Planet-scale dashboards at Google with Grafana

Google runs hundreds of thousands of services globally, often interdependent and with shared telemetry. At that scale, classic federated observability—a platform team providing foundations and/or building blocks for each team to assemble on their own—does not work anymore.

In this talk, Katia Giarda, Software Reliability Manager at Google, and Carl Bergquist, Principal Engineer at Grafana Labs, demonstrate how Google managed to cut toil dramatically while providing best-in-class monitoring out of the box.

The presentation covers:

The unique circumstances that contribute to Google’s scaling problems
A data model for re-usable dashboards
Impact on both configuration overhead and incident response
Looking beyond dashboards, how such re-use can be facilitated in the broader observability space

Katia draws on Google’s research paper on planet-scale dashboards (to be published) and more than a decade of experience in SRE. Carl demos how Grafana has incorporated these ideas to enable Google to replace its existing dashboarding tool with Grafana.

Carl Bergquist (00:00):

Thank you. You want to have that? Thank you. My name is Carl Bergquist. I'm a Principal Engineer at Grafana Labs.

Katia Giarda (00:08):

My name is Katia Giarda. I'm working in Google within the monitoring team. And with this presentation, we want to show you what means for Google planet-scale dashboard. At Google scale, it's definitely impossible to manually maintain tens of thousand dashboard or hundred of thousand systems. This would become immediately cost-prohibitive and this is the reason why Google developed this internal system that is planet-scale dashboard as a single pane of glass for observing the health of its internal systems. I will walk you through the journey that made this a reality. To do this, we're focusing on three main areas. The first one is about Reuse, so to reduce the toil of maintaining this huge number of dashboard. The second one is about scalability because when you have tens of thousand dashboard, you need to ensure that your observability system is scaling in terms of performance

(01:13):

when you are monitoring this to ensure that you have a quick response to outages, for example. And last, an Outlook, what you can do with the system. It's true that in Google, we are working at large corporation scale, but we believe that this can be useful even for smaller realities. So to do this, let's take a scenario you may be familiar with. Let's assume that your developer team put together in production today a new, wonderful, shiny system and they manage to put it off all the monitoring stuff. So, they ignore all the persistent e-mails to set up the monitoring, they postpone the dashboarding work, relying on the fact that the system is stable. And then, the inevitable happens. At 3:00 AM your pager screams to life and after the initial shock, you are thinking, "Oh my god. So, how much manual toil is ahead of me?

(Collection entries)

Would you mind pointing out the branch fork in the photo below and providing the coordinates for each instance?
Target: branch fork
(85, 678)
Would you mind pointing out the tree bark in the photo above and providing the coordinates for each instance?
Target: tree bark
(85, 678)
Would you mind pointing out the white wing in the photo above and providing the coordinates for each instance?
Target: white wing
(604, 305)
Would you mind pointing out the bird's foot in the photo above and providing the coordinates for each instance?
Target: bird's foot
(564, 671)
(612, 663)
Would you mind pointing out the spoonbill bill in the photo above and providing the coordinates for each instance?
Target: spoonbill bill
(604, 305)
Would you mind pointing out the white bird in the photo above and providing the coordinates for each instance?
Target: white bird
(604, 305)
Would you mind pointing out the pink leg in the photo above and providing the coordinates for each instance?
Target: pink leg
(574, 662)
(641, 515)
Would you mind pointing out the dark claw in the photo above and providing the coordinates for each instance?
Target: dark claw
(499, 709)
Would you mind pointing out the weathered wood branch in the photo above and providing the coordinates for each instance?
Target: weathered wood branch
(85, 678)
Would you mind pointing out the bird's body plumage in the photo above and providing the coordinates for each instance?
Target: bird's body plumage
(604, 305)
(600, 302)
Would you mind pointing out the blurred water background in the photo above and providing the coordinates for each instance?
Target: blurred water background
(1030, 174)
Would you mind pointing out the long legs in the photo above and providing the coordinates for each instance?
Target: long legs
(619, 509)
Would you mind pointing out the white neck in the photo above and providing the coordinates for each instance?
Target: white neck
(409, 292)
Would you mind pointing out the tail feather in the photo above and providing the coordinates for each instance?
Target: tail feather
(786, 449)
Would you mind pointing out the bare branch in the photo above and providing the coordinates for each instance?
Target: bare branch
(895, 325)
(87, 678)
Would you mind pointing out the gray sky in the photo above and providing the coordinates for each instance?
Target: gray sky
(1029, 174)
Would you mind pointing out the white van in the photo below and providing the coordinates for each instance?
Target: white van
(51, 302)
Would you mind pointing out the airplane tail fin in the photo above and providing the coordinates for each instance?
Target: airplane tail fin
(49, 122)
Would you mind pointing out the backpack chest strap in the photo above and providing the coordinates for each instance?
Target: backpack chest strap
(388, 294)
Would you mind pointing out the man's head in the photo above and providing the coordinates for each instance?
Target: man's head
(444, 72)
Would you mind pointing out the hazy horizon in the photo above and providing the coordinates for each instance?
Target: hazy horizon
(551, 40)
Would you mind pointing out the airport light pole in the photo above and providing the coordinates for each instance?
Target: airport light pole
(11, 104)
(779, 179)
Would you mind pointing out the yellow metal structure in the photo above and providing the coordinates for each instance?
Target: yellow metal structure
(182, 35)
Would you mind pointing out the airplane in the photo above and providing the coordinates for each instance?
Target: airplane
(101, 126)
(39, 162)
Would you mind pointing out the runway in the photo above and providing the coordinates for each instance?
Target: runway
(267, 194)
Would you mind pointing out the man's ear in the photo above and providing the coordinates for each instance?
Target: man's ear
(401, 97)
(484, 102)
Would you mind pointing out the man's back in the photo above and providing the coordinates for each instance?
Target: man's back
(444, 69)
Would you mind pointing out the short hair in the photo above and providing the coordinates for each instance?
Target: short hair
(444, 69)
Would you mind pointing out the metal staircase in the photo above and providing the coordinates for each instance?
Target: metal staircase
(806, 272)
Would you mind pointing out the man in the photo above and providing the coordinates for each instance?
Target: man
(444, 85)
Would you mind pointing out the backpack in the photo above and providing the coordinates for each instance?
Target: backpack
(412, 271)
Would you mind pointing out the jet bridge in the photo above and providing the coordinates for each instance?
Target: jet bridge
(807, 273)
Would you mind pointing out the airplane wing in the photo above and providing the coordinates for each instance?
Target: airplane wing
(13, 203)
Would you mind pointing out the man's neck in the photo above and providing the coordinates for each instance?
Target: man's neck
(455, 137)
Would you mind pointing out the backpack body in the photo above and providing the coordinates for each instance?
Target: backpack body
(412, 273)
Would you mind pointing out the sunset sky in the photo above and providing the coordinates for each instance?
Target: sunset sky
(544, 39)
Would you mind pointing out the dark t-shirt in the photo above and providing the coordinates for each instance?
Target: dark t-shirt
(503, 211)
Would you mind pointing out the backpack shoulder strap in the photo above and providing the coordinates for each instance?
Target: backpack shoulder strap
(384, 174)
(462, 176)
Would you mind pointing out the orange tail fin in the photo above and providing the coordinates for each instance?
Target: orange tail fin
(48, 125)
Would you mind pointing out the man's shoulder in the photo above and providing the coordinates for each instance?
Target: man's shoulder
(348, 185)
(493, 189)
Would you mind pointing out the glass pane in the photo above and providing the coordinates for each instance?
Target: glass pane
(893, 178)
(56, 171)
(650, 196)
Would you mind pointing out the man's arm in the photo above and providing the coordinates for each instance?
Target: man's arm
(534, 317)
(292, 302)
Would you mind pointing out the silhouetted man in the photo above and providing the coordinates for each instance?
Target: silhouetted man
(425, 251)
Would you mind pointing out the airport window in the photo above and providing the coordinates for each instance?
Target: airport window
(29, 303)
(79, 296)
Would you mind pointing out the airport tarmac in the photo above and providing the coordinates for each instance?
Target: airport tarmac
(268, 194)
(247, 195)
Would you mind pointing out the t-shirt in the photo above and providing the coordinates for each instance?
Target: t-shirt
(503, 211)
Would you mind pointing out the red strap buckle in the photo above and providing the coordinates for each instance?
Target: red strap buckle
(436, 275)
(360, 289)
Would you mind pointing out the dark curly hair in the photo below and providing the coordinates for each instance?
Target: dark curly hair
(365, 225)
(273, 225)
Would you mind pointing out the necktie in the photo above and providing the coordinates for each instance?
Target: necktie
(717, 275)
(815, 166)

- Required actions:
1. Please copy from the planet-scale dashboards talk page the passage starting with "In this talk, Katia" and going on through "of the box.".
2. Shorten the paragraph of the planet-scale dashboards talk page that opens with "Katia draws on Google's research paper" while keeping its main facts.

- Expected outputs:
1.
In this talk, Katia Giarda, Software Reliability Manager at Google, and Carl Bergquist, Principal Engineer at Grafana Labs, demonstrate how Google managed to cut toil dramatically while providing best-in-class monitoring out of the box.

2. Katia builds on Google's forthcoming research paper about planet-scale dashboards and over ten years of SRE experience. Carl shows how Grafana adopted these ideas so Google could replace its existing dashboarding tool with Grafana.